Your instructions:
Starting at the line containing "Please indicate the floor" and ending at the close of the listing below, write those lines out again, requests included, shifting every coordinate in the answers by adding 30 to it. Leave the pictures out of your answer.

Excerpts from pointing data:
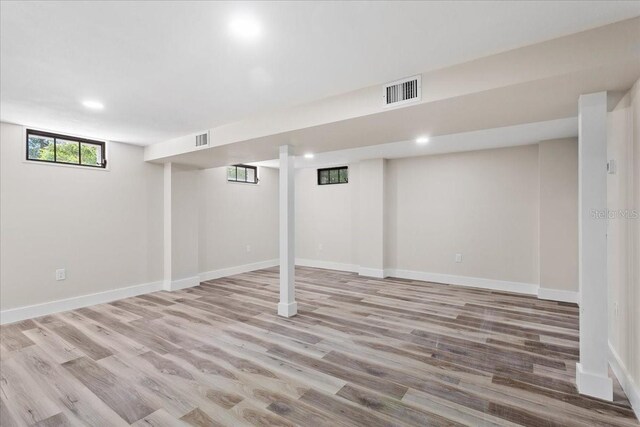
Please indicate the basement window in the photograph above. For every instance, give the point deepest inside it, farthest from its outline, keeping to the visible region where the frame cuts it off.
(67, 150)
(339, 175)
(242, 173)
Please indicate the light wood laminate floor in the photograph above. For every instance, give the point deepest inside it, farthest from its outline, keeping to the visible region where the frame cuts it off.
(361, 351)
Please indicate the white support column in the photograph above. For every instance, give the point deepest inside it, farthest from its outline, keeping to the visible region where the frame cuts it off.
(371, 218)
(287, 306)
(592, 376)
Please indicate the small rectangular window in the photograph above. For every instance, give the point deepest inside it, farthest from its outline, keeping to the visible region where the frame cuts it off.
(339, 175)
(242, 173)
(68, 150)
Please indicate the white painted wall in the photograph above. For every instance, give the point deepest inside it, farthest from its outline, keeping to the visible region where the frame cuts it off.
(326, 223)
(623, 243)
(234, 216)
(185, 214)
(558, 168)
(481, 204)
(104, 227)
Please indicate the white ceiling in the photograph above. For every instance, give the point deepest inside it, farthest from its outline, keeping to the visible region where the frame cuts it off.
(165, 69)
(508, 136)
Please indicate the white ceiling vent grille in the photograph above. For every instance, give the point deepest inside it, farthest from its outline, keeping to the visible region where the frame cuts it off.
(402, 91)
(202, 139)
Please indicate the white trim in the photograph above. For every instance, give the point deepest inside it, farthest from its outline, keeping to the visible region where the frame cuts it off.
(230, 271)
(287, 309)
(372, 272)
(625, 379)
(594, 385)
(43, 309)
(558, 295)
(188, 282)
(329, 265)
(474, 282)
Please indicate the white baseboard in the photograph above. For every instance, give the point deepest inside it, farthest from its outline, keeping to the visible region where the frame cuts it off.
(188, 282)
(43, 309)
(230, 271)
(474, 282)
(594, 385)
(329, 265)
(378, 273)
(287, 310)
(629, 386)
(558, 295)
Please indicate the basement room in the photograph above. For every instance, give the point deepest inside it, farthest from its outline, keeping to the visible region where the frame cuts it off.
(320, 213)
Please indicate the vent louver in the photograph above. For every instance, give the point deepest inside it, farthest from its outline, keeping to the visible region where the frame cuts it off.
(202, 139)
(402, 91)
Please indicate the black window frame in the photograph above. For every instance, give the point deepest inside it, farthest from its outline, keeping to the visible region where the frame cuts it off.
(328, 170)
(67, 138)
(255, 174)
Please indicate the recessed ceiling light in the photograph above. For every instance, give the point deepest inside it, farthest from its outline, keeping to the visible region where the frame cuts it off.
(93, 105)
(245, 28)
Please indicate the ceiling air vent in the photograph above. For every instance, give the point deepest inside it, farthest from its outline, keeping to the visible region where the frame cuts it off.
(402, 91)
(202, 139)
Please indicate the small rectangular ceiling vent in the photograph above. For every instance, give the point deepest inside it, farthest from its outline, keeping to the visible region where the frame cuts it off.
(202, 139)
(402, 91)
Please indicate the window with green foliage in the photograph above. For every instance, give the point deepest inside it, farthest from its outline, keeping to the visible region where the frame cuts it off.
(339, 175)
(242, 173)
(54, 148)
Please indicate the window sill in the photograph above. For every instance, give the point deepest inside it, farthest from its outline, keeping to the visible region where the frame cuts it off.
(248, 184)
(33, 162)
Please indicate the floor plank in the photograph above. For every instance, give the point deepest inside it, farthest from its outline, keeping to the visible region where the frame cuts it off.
(362, 351)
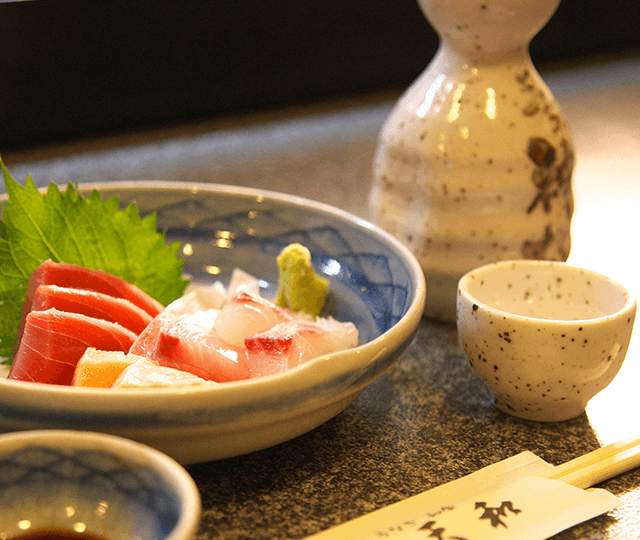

Result of the task:
Please indicate the floor plank in the photograph above. For every instance, give the point deepest inside it, farthest from its outline, keeping to the visible region where the frame cuts it off.
(392, 381)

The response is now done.